[Task to complete] Pick out and copy every line of the items that follow which contains the word "below". Case matters.

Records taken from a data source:
..............................
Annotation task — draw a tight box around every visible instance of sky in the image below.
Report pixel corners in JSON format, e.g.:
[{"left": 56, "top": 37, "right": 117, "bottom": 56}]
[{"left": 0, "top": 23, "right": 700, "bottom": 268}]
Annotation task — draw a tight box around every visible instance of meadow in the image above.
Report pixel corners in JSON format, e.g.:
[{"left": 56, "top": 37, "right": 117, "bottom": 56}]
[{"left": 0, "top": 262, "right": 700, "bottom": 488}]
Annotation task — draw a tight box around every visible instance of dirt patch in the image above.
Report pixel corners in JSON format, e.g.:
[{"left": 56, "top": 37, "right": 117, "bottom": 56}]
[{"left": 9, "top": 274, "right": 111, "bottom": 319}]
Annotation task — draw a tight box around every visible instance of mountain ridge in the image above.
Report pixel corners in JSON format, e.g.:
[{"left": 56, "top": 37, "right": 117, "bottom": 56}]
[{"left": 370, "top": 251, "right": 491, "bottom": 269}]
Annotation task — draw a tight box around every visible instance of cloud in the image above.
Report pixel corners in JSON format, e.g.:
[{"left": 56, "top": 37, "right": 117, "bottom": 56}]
..............................
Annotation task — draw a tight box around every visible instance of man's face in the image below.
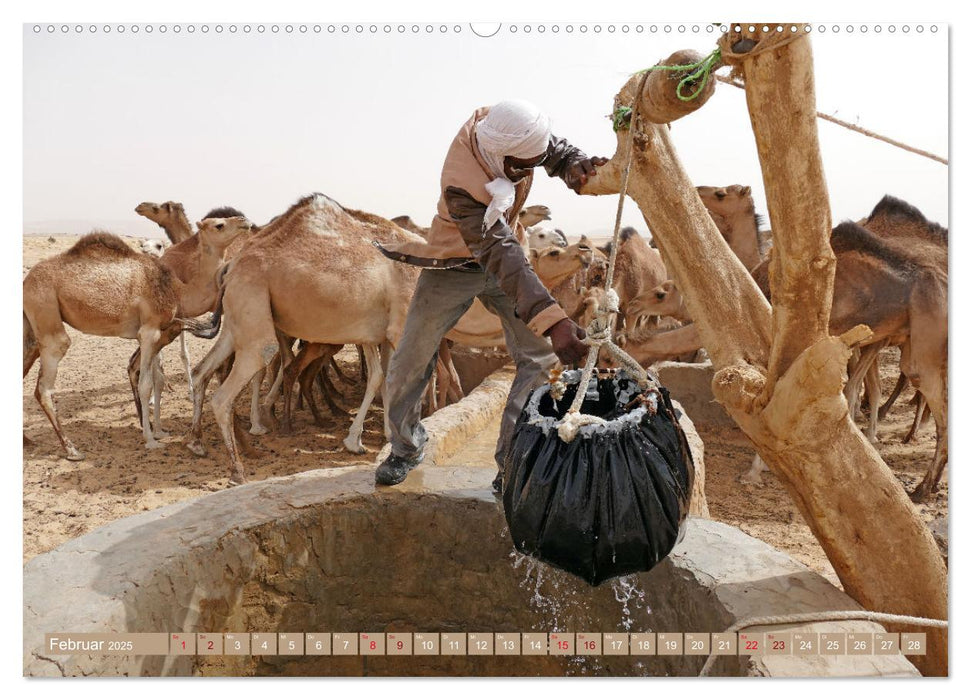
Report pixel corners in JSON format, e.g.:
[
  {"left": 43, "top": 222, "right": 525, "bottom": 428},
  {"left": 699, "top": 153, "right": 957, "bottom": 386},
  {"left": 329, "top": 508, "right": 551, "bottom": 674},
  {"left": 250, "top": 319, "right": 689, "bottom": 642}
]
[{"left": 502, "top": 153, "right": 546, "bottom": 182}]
..............................
[Output of the exercise]
Annotation task — draw a tight box around every visible instance of sky in the image below.
Annotation task — draw a tight box around every visible instance of man's face in the image below.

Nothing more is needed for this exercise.